_REQUIRED TASKS_:
1) In the gold market report, what price was spot gold bid at, at 1221 GMT?
2) Pick up the gold market report after its last sentence and write a few more paragraphs in the same news style.

_TEXT TO READ_:

======

* Market jitters return after Germany announces regulation * Stock markets fall in Europe; euro, oil drop * Platinum, palladium tumble to 7-week lows
(Updates prices, adds comment, detail)
By Jan Harvey
LONDON, May 19 (Reuters) - Gold fell in Europe on Wednesday, caught up in selling of other assets like stocks and the euro, after Germany's move to ban some naked shorting and after German Chancellor Angela Merkel said the euro was in danger.
Other precious metals also slipped sharply, with platinum and palladium tumbling to their lowest since late March and silver to a one-week low.
Spot gold <XAU=> was bid at $1,205.15 an ounce at 1221 GMT, against $1,219.70 late in New York on Tuesday. U.S. gold futures for June delivery <GCM0> on the COMEX division of the New York Mercantile Exchange fell $9.00 to $1,205.60 an ounce.
"Risk aversion, I guess, is the name of the game today," said Afshin Nabavi, head of trading at MKS Finance in Geneva. "The platinum group metals and silver have suffered a lot."
"In my opinion, gold ought to hold the $1,200 level. Safe haven (demand) ought to continue."
The metal earlier slipped as low as $1,201.95 an ounce, caught up in selling of other assets in response to Germany's move, and as confidence in the euro waned.
Germany announced on Tuesday a ban on some high-risk bets that prices of bonds and stocks will fall, in an attack on the financial speculation on which it blames much of the euro zone's debt crisis. [
]The euro <EUR=> fell to a fresh four-year low against the dollar in response, while oil prices dropped more than 2 percent at its session lows, base metals prices retreated and European shares were down 2.4 percent by midday. [
] [ ] [ ]"We notice clear signs of nervousness in the gold market, taking into account the overnight developments in euro zone," said Pradeep Unni, senior analyst at Richcomm Global Services.
"Investors seem to be taking their money out of bullion partly to lock profits, but more importantly to pay the margin calls arising out from other markets."

======

_RECORDS SUPPLIED_:
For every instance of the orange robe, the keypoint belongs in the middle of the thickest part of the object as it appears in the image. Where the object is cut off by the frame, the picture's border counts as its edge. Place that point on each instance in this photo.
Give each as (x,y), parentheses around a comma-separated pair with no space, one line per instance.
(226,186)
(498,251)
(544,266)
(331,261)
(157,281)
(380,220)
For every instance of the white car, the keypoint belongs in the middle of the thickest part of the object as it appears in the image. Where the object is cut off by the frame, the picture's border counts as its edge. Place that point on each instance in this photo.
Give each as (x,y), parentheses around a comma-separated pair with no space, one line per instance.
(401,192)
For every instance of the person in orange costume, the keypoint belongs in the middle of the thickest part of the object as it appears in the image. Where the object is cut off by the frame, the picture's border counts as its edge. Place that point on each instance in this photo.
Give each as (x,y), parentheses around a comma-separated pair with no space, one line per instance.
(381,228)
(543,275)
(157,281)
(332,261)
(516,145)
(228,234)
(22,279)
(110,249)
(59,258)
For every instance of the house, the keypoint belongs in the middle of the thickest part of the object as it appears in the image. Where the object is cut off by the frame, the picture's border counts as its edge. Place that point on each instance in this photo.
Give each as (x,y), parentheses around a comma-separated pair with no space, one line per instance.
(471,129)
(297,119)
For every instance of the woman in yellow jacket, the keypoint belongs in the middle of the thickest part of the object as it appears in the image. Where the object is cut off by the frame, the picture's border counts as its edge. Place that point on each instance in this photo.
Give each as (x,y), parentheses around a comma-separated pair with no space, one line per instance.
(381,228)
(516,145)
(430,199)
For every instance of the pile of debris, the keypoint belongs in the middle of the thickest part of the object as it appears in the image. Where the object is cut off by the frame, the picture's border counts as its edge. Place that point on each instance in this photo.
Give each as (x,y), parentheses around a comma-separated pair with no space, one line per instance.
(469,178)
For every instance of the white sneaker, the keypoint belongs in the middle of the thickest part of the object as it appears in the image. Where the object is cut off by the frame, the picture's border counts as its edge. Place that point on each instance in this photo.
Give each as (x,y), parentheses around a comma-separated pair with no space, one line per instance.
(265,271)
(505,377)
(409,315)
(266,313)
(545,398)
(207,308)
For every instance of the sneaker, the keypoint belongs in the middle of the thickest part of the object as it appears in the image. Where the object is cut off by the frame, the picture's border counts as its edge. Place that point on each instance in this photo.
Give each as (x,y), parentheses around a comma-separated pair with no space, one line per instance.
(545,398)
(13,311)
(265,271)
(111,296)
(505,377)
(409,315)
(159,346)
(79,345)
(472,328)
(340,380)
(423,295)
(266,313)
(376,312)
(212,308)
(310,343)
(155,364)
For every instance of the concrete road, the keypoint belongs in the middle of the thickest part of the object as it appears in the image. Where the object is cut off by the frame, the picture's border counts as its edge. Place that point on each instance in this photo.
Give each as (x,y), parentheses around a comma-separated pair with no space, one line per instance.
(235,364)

======

_ANSWERS TO THE EXERCISE_:
1) $1,205.15 an ounce.

2)
INVESTMENT FIRM
Investment in gold stood firm, with holdings of the world's largest gold-backed exchange-traded fund, New York's SPDR Gold Trust <GLD>, steady at a record 1,217.108 tonnes on Tuesday.
Holdings of gold-backed exchange-traded commodities operated by London's ETF Securities have risen nearly 700,000 ounces or 9 percent so far this month to 8.437 million ounces.
Gold could correct further before resuming any uptrend, technical analysts at Barclays Capital, who study charts of past price moves to determine the future direction of trade, said.
"Gold has corrected lower as momentum and sentiment unwind from recent extremes," they said in a note. "Having reached our initial $1,210 target, the correction could extend further."
"However, as price approaches the $1,183 May 10 low and the 21 day average at $1,187, we are looking for reasons to reload bullish positions, as the bigger picture still points to significantly higher levels later in the year," they added.
Other precious metals also declined, with silver <XAG=> bid at $18.48 an ounce against $18.90, and platinum <XPT=> sliding nearly 4 percent to a seven-week low at $1,600.50. It was later at $1,612.50 an ounce against $1,666.50.
Palladium <XPD=> was the biggest faller, slipping as much as 7 percent to a seven-week low of $460.48, as traders reported fund selling of the metal and risk aversion rose. The metal climbed to a two-year high of $570.50 last month.
"The price increase has been mainly due to speculation... and these levels may not be sustainable in the long run unless the investors have a longer view," said one trader.
Palladium was later at $468.25 against $495. Silver, platinum and palladium are more industrial in use than gold, and are therefore most exposed to weakness in economic activity. (Editing by James Jukwey)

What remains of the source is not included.